*** RAW DATA Section Begins ***

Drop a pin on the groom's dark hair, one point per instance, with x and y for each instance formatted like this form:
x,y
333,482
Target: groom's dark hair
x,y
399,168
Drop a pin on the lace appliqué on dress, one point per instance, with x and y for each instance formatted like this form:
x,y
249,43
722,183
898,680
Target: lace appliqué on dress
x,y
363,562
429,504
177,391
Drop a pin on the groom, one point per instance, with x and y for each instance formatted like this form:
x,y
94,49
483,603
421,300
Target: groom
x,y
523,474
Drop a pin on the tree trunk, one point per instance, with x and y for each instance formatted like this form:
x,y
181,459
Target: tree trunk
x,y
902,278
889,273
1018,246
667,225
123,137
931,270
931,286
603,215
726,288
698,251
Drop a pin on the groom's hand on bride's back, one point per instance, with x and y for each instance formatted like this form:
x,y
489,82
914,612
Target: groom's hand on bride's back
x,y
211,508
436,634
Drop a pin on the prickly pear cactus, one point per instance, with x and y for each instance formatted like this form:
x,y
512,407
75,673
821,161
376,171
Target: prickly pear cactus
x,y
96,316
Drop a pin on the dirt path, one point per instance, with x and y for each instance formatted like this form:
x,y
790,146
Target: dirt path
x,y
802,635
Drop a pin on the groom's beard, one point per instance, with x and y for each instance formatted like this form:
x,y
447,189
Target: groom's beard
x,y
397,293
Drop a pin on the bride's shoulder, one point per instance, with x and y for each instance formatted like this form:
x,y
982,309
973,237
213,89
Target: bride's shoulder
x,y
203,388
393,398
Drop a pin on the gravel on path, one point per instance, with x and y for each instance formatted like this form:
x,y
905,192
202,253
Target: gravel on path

*** RAW DATA Section Ends ***

:: WORK TASK ::
Check each line of the records for the word "gravel" and extract those that contain it.

:: RESULT FOR THIS TASK ::
Drop a pin on the gravel on path, one point per instance, with x and y for each instance formatted like this form:
Target: gravel on path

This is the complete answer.